** Task instructions **
Return every line of the listing below that contains the string "Analyze".

•••

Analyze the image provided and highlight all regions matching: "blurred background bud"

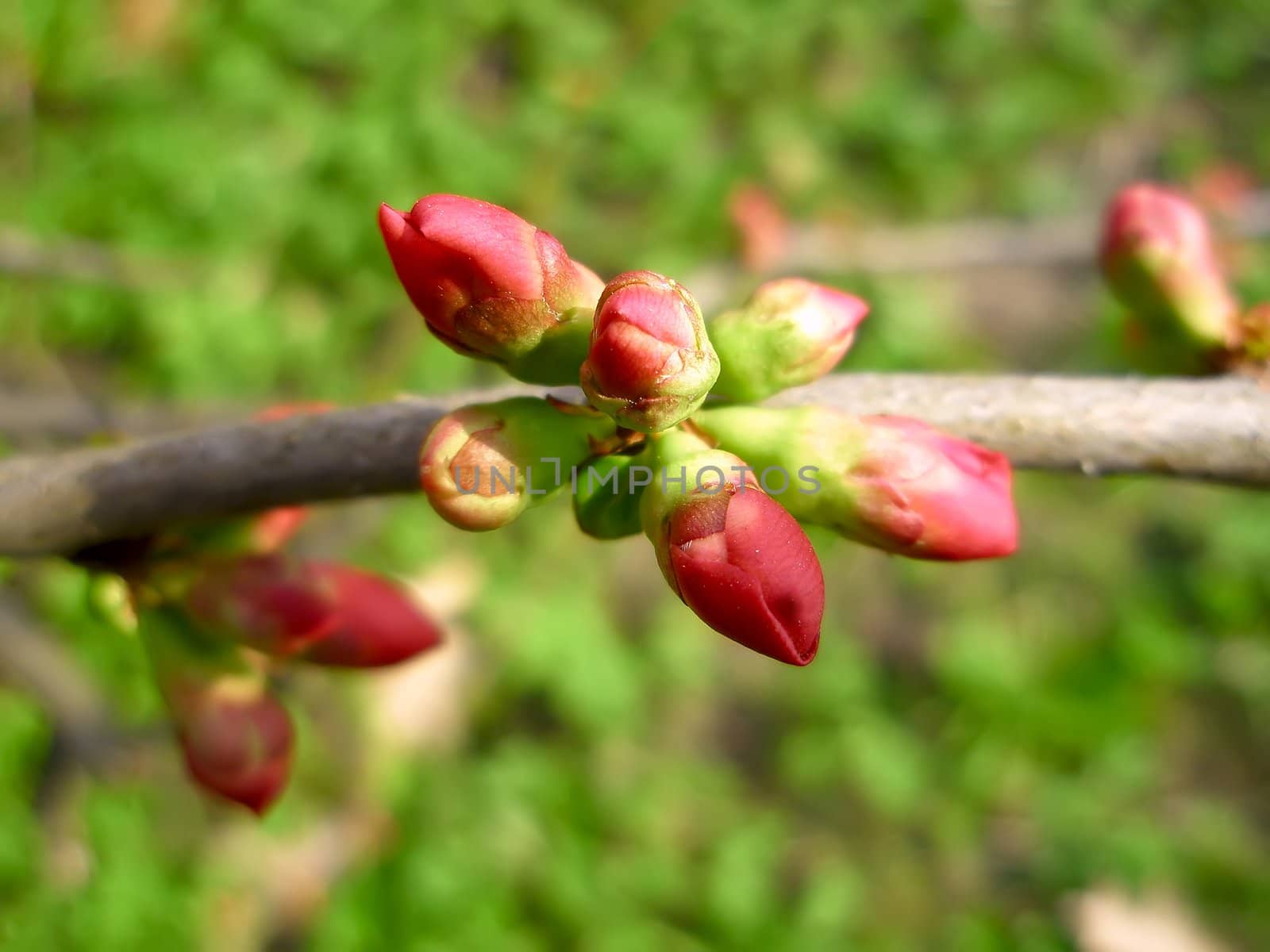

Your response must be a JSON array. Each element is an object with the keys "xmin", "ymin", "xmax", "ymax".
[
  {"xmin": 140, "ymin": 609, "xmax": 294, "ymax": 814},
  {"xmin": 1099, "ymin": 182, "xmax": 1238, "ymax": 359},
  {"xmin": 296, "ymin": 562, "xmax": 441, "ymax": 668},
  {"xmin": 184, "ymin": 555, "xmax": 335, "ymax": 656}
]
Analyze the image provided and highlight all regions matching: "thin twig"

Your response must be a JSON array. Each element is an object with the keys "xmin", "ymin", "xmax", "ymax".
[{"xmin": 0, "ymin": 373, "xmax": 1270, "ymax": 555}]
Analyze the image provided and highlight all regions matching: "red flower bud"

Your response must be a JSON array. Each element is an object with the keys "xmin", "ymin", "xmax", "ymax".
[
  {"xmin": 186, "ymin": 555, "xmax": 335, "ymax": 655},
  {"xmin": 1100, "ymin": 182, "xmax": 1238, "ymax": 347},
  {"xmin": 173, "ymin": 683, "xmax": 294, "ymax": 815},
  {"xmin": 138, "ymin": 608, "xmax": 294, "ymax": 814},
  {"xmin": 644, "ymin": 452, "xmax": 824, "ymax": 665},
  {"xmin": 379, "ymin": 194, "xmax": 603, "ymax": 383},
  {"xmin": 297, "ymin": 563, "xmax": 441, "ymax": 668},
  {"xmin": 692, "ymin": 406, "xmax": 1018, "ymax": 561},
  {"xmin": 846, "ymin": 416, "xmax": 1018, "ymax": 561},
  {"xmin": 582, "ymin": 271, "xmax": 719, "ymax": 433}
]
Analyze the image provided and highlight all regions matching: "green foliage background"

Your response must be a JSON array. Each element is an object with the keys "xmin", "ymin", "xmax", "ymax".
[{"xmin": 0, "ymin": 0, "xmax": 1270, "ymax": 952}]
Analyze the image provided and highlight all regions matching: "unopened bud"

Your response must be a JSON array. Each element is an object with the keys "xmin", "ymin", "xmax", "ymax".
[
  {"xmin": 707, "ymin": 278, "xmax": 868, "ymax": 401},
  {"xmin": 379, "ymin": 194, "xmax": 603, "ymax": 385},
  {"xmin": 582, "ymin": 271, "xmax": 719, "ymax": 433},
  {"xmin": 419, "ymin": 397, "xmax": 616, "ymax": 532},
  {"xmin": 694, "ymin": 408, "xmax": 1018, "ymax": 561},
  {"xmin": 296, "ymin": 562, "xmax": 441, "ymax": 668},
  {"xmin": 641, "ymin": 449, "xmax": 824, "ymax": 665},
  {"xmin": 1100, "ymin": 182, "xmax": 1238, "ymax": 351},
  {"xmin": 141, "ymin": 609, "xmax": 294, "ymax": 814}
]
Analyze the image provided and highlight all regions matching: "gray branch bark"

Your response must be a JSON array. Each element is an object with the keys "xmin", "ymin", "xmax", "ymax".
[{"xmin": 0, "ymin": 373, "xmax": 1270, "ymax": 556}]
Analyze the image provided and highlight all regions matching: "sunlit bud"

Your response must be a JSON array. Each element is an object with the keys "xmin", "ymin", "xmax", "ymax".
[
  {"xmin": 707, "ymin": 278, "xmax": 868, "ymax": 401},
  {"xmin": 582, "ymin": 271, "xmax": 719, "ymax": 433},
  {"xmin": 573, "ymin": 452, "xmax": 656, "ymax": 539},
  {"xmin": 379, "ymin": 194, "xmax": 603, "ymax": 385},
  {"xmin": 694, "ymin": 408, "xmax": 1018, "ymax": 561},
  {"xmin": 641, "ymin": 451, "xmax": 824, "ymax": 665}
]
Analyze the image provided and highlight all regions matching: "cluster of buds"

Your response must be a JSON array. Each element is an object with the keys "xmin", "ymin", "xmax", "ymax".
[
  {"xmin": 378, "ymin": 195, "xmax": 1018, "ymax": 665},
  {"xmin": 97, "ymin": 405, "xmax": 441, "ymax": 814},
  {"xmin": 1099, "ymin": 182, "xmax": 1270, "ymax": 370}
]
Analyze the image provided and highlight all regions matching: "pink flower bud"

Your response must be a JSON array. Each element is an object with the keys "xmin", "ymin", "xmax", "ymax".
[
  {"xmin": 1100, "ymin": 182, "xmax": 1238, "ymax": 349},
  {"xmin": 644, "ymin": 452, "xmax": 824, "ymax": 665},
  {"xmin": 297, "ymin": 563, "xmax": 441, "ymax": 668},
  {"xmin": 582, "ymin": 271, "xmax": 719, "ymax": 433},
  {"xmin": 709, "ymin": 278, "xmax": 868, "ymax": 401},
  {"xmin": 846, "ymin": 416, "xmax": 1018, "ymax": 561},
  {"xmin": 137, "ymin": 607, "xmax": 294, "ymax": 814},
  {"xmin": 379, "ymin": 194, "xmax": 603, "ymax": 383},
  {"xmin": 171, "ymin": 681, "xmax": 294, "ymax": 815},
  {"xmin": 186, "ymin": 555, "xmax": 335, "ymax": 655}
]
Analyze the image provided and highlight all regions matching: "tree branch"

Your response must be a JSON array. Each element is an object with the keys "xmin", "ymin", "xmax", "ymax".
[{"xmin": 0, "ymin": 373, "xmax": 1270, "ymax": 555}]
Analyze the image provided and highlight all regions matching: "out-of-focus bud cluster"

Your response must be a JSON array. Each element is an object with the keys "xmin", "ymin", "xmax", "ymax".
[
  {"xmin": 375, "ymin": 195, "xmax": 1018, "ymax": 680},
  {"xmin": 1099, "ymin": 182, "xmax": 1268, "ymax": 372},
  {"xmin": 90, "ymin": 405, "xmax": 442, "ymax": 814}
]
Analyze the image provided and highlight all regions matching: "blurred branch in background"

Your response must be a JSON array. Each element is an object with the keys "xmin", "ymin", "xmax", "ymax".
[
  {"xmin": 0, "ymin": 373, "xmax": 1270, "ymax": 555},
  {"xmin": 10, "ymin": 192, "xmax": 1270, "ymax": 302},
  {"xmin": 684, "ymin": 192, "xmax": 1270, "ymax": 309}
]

•••

** Reply **
Analyze the image provided and highlight all regions matching: "blurred background bud"
Analyze the image provided and highlight all regions matching: "thin twig"
Analyze the image provided and highlight all regions matching: "red flower bud"
Analyze the image provided and highlight all regions matching: "green foliage background"
Analyze the image provided and highlight all regions matching: "unopened bud"
Analyze the image provided and highlight all regions matching: "gray branch bark"
Analyze the image provided and highlight all regions matching: "sunlit bud"
Analyze the image provided and highlight all regions matching: "cluster of buds"
Analyze the image provided and highlight all regions matching: "pink flower bud"
Analyze the image provided and highlight all regions matching: "tree branch"
Analyze the image provided and highlight all regions matching: "out-of-focus bud cluster"
Analyze the image provided and highlight all regions matching: "blurred branch in background"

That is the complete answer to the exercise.